> **課題の目的**
海洋保護区の設立をめぐる下の文章を、最後の文の後から書き継ぐこと。

> **原文**
生物多様性国家戦略に「海洋保護区の設立」が書き込まれてすでに1年。
最初ははやる気持ちでその進行具合を見守っていたが、なんだかその時点から
少しも前進していないように思える。

先ごろ、水産庁の担当者と話して、「まだ定義もないし・・」といわれて、それもそうだ
と思ってしまった。

それでもうれしいことに、「保護」という言葉からいやだという風にいわれていた
水産庁も「もうそんなこと言っている場合じゃないでしょ」と少なくとも「仕方ない、
はじめるか」というようなコンセンサスはできてきているらしい。
それは私には大いなる前進に思える。

> **提供資料**
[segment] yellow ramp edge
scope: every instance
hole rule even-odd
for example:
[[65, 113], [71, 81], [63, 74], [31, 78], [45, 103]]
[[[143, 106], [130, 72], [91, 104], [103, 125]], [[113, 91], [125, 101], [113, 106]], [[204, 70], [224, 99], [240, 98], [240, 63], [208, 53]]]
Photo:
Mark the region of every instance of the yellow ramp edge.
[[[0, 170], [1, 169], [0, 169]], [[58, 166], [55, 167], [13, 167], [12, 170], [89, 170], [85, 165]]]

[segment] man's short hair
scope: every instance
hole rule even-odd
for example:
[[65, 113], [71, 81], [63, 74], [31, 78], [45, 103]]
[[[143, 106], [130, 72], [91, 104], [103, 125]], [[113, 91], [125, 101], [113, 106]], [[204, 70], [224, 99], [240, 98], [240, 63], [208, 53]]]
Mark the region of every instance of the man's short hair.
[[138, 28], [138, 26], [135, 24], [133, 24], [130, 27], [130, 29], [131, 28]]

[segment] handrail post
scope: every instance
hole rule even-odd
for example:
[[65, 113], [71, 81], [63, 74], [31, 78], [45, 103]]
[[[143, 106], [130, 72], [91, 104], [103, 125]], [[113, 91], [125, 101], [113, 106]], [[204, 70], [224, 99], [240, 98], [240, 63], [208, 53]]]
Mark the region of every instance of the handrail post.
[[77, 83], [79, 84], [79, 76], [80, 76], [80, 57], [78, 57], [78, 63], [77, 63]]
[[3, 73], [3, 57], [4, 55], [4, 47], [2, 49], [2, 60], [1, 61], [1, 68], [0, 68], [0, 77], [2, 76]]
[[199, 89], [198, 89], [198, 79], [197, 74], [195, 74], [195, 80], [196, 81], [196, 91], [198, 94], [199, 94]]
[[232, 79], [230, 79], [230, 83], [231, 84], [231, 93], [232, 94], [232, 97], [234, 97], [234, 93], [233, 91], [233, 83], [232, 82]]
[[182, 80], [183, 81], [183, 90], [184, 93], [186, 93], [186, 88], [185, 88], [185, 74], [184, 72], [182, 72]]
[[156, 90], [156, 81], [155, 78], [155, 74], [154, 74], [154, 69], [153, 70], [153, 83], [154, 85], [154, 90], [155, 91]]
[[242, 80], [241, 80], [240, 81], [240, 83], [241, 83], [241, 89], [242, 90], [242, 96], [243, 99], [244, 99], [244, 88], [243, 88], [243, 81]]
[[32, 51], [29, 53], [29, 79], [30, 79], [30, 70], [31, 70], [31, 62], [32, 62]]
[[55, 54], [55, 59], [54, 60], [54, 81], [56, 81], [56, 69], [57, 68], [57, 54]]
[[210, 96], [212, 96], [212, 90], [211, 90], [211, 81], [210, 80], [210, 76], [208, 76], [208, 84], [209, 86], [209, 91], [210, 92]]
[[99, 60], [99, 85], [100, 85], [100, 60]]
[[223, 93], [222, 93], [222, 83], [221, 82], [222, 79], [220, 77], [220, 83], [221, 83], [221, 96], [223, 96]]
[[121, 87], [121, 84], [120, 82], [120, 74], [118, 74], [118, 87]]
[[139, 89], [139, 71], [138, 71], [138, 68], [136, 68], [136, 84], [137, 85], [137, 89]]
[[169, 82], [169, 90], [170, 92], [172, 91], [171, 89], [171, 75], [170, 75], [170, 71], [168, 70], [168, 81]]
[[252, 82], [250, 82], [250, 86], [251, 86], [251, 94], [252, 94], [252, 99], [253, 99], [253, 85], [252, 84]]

> **課題の結果**
大体、日本の水産行政は、周囲が海であるというのに、沿岸はつぶし、遠い公海
に出かけていくことを主眼にしてきた。沿岸での漁獲が減少すればいわゆる
「栽培漁業」というきわめて農耕民族的な解決法で何とかしようとしているけど、
識者によると稚魚や卵の放流なんて餌にしかならない、というし、管理不十分
の養殖やまき網などによる沿岸の小規模漁業との競合に関して、なんら効果的
な解決法は見出せていないようだ。

その挙句に海洋基本法ができて、海底エネルギーや金属採掘などの開発に力を
注ぐことになれば、ますます沿岸漁業は危うい状態になっている。

そのひとつの解決法として、海洋保護区があると私は感じている。

「保護区」というと、ただただ、手付かずの場を想像し、水産業にマイナスな
イメージしか抱かない向きが大きいが、産卵場所や稚魚の育つ場の確保は
乱獲で疲弊した漁業にこそ利益になるはずだ。海外事例でも、乱獲でにっちも
さっちも行かなくなったようなところでやっと海洋保護区を導入し、結果的に
成功しているというはなしだ。
これまで、水産の側でしか出来なかった海洋研究のお仕事も保全を含む多様な研究
が出来るというメリットもある。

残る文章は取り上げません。